=== What is expected ===
Rewrite the data below so that every "every instance" becomes "all instances", leaving everything else unchanged.

START

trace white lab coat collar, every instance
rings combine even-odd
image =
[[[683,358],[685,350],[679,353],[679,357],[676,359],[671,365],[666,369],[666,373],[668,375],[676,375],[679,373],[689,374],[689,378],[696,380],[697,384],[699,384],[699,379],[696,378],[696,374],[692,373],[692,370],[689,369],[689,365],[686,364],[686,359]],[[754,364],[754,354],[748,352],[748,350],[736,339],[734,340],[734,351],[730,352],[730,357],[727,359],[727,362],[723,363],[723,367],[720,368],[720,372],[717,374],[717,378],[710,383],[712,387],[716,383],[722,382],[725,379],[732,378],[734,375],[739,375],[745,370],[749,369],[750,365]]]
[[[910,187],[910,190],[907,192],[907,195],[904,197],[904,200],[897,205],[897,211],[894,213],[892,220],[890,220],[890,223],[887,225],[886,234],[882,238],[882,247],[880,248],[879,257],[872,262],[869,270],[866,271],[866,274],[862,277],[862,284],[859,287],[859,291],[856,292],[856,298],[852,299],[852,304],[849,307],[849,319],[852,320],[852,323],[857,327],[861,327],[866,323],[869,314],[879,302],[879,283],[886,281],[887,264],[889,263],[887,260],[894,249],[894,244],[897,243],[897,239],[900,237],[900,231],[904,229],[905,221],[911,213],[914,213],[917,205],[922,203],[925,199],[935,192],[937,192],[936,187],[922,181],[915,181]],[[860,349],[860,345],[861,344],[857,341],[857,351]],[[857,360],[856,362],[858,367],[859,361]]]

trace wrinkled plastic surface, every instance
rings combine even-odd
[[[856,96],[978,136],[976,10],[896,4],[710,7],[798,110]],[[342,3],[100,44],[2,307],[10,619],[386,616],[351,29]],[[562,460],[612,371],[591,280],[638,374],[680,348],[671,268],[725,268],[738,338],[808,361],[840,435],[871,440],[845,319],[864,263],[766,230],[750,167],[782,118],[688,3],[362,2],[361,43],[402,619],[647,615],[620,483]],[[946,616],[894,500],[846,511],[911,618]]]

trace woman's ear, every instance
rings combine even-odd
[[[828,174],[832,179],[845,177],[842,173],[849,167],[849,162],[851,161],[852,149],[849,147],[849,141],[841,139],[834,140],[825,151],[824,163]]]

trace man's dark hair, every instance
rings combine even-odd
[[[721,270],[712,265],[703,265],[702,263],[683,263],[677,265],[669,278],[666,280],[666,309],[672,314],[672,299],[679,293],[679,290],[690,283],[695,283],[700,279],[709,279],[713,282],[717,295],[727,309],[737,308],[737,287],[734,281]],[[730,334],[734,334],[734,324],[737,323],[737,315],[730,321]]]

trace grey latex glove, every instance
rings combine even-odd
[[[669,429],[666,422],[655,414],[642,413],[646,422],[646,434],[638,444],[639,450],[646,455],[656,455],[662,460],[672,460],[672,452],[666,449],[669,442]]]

END

=== Exercise solution ===
trace white lab coat collar, all instances
rings combine even-odd
image =
[[[683,358],[685,350],[679,353],[679,357],[676,359],[671,365],[666,369],[666,373],[668,375],[676,375],[679,373],[689,374],[689,378],[696,380],[697,384],[699,384],[699,379],[696,378],[696,374],[692,373],[692,370],[689,369],[689,365],[686,364],[686,359]],[[754,364],[754,354],[748,352],[748,350],[736,339],[734,340],[734,351],[730,352],[730,357],[727,359],[727,362],[723,363],[723,367],[720,368],[720,372],[717,374],[717,378],[710,383],[712,387],[716,383],[722,382],[725,379],[732,378],[734,375],[739,375],[745,370],[749,369],[750,365]]]
[[[910,187],[910,190],[907,192],[907,195],[904,197],[904,200],[897,205],[897,211],[894,213],[892,220],[890,220],[890,223],[887,225],[886,234],[882,238],[882,247],[880,248],[879,257],[872,262],[869,270],[866,271],[866,274],[862,277],[862,284],[859,287],[859,291],[856,292],[856,298],[852,299],[852,304],[849,307],[849,319],[852,320],[852,323],[857,327],[861,327],[866,323],[869,314],[879,302],[879,283],[886,281],[887,264],[889,263],[887,260],[894,249],[894,244],[897,243],[897,239],[900,237],[900,231],[904,229],[905,221],[911,213],[914,213],[917,205],[922,203],[925,199],[935,192],[937,192],[936,187],[922,181],[915,181]],[[860,349],[860,345],[861,344],[857,341],[857,351]],[[857,360],[856,362],[858,367],[859,361]]]

trace wrinkled plastic surface, all instances
rings combine even-odd
[[[856,96],[978,136],[976,10],[896,4],[710,7],[798,110]],[[342,3],[100,44],[2,307],[10,619],[386,616],[351,29]],[[562,460],[612,371],[591,280],[638,374],[680,348],[671,268],[725,268],[738,338],[808,361],[840,435],[871,440],[845,319],[864,263],[766,230],[750,167],[782,118],[688,3],[362,2],[361,43],[402,619],[647,615],[620,483]],[[946,616],[894,500],[846,511],[911,618]]]

trace woman's ear, all instances
rings combine even-odd
[[[828,174],[832,179],[845,177],[842,173],[849,167],[849,162],[851,161],[852,149],[849,147],[849,141],[841,139],[834,140],[825,151],[824,163]]]

trace man's dark hair, all instances
rings combine even-odd
[[[721,270],[712,265],[703,265],[702,263],[683,263],[677,265],[669,278],[666,280],[666,309],[672,314],[672,299],[679,293],[679,290],[690,283],[695,283],[700,279],[709,279],[713,282],[717,295],[727,309],[737,308],[737,287],[734,281]],[[730,334],[734,334],[734,324],[737,323],[737,315],[730,321]]]

trace grey latex glove, all instances
rings combine even-odd
[[[669,429],[666,422],[655,414],[642,413],[646,422],[646,434],[638,444],[639,450],[646,455],[656,455],[662,460],[672,460],[672,452],[666,449],[669,442]]]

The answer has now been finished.